Trecho apresentado:
************

Outro possível reflexo é o aumento do preço dos produtos fabricados e/ou vendidos por aqueles que se endividaram, pois a tendência pode ser repassar todos esses custos na cadeia econômica e com isso afetar, ainda mais, os indicadores que medem a inflação. Para a pessoa física é certo que todos os instrumentos disponibilizados para que ela possa financiar-se nesses momentos de dificuldade (cheque especial, cartão de crédito, empréstimos bancários) também terão seus custos afetados.

Como já se disse, esse movimento do Poder Executivo não é novo, ou seja, aumentar as alíquotas do IOF parece ser o derradeiro recurso de que se dispõe em situações críticas de falta de recursos e ele não está albergado pela Constituição Federal. A alteração das alíquotas de IOF, introduzidas pelo Decreto nº 6.339/08 foi objeto das Ações Diretas de Inconstitucionalidade nºs 4002 e 4004, que discutiram o adicional de 0,38%, que objetivava estabelecer mecanismos de compensação orçamentária, ainda que parcial, em razão da rejeição da proposta de modificação da Constituição que pretendia a prorrogação da Contribuição Provisória sobre a Movimentação Financeira (CPMF), que não logrou ser atendida pelo Congresso Nacional. Os principais argumentos, nas ADIs, foram a finalidade extrafiscal do IOF, a cobrança em dobro, por conta do adicional, bem como o desvirtuamento de finalidade, determinando a necessidade de sua aprovação mediante lei formal. Também foi apontada a inobservância ao princípio da igualdade à vista da oneração de apenas alguns contribuintes.

Os mais relevantes temas que envolvem o IOF, sua natureza extrafiscal e os limites do Poder Executivo para alterar suas alíquotas, como se observa, foram objeto das ADIs nºs 4002 e 4004. Contudo, em 12/12/2008 foi publicado o Decreto nº6.691/08, o qual, de sua vez, alterando o Decreto nº 6.339/08, restabeleceu a alíquota incidente nas operações de empréstimos quando o mutuário é pessoa física, o que levou à perda de parte do objeto da ADI nº 4002. Tais ações foram analisadas somente em 2018, contudo, desse exame não se consegue extrair elementos que sirvam de indicador sobre a posição do Supremo Tribunal Federal em relação aos temas discutidos, de vez que não se tratou do mérito dos casos. Em resumo, entendeu o Supremo Tribunal Federal que, a despeito da revogação da norma ser parcial, ao se verificar que as modificações procedidas promoveram significativa alteração no ato atacado e não tendo sido aditado o pedido inicial, configurou-se perda do objeto.

Novamente incorre o Poder Executivo na mesma falha cometida ao editar o Decreto nº 10.797/21. De fato, ainda que o decreto tenha sido editado pelo presidente da República ao suposto amparo de autorização constitucional, a finalidade declarada, publicamente, do Decreto nº 10.797/21, é suprir recursos para o Bolsa Família, o que não poderia se consubstanciar, sequer, mediante o encaminhamento de um projeto de lei ao Congresso Nacional uma vez que é vedado que o fruto da arrecadação dos impostos seja aplicada em finalidade específica. Em outras palavras a autorização do presidente da República para editar decreto alterando a alíquota de IOF somente existe se houver ameaça à moeda e ao câmbio. Ora, não estando o tema ainda decidido pelo Supremo Tribunal Federal, nada impede que o Decreto nº 10.797/21 seja levado à apreciação judicial, ao que parece, pelas mesmas razões que ensejaram as ADIs nºs 4002 e 4004.

************

A fazer:
(1) Responda às perguntas abaixo com base no trecho sobre o IOF.
(a) Qual decreto introduziu a alteração das alíquotas de IOF discutida nas ADIs nºs 4002 e 4004?
(b) Em que ano essas ações foram analisadas?
(c) Qual é a finalidade declarada publicamente do Decreto nº 10.797/21?
(2) Transcreva, sem nenhuma alteração, a parte do trecho sobre o IOF que abre com as palavras "Outro possível reflexo" e fecha com "seus custos afetados.".

Material fornecido:

************

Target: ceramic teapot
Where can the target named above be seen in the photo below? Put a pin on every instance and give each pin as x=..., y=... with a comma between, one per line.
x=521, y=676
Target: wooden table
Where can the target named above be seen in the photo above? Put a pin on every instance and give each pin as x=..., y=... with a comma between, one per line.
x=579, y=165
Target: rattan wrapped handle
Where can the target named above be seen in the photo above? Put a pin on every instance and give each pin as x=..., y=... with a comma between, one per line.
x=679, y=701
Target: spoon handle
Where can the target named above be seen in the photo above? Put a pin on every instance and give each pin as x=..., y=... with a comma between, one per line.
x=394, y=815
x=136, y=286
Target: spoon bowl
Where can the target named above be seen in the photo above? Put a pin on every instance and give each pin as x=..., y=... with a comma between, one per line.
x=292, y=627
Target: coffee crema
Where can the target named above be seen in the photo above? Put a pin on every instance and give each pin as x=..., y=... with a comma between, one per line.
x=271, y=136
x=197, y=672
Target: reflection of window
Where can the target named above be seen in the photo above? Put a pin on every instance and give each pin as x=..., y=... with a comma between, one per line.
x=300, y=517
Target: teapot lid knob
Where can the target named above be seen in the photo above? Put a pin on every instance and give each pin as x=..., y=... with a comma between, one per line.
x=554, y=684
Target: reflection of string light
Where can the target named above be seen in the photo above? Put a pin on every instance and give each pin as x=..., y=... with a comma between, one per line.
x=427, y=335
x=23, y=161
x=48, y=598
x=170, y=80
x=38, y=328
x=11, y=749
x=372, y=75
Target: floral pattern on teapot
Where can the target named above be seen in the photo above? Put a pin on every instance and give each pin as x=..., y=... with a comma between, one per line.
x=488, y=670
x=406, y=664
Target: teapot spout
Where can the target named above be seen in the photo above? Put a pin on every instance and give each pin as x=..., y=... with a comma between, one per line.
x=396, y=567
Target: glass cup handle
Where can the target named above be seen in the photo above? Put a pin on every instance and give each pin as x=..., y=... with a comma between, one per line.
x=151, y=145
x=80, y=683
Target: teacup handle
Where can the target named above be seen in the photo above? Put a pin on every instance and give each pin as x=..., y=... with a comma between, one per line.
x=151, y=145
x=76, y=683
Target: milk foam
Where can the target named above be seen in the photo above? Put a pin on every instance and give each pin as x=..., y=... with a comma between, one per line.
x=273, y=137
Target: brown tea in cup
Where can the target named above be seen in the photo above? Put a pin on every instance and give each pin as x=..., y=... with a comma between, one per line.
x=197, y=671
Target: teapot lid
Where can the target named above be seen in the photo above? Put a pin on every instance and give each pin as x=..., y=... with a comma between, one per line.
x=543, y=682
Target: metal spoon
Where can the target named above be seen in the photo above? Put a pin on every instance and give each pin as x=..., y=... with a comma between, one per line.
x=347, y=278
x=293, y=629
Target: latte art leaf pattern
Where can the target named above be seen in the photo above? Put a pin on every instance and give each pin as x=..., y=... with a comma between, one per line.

************

Respostas das tarefas:
(1)
(a) O Decreto nº 6.339/08.
(b) Em 2018.
(c) Suprir recursos para o Bolsa Família.

(2)
Outro possível reflexo é o aumento do preço dos produtos fabricados e/ou vendidos por aqueles que se endividaram, pois a tendência pode ser repassar todos esses custos na cadeia econômica e com isso afetar, ainda mais, os indicadores que medem a inflação. Para a pessoa física é certo que todos os instrumentos disponibilizados para que ela possa financiar-se nesses momentos de dificuldade (cheque especial, cartão de crédito, empréstimos bancários) também terão seus custos afetados.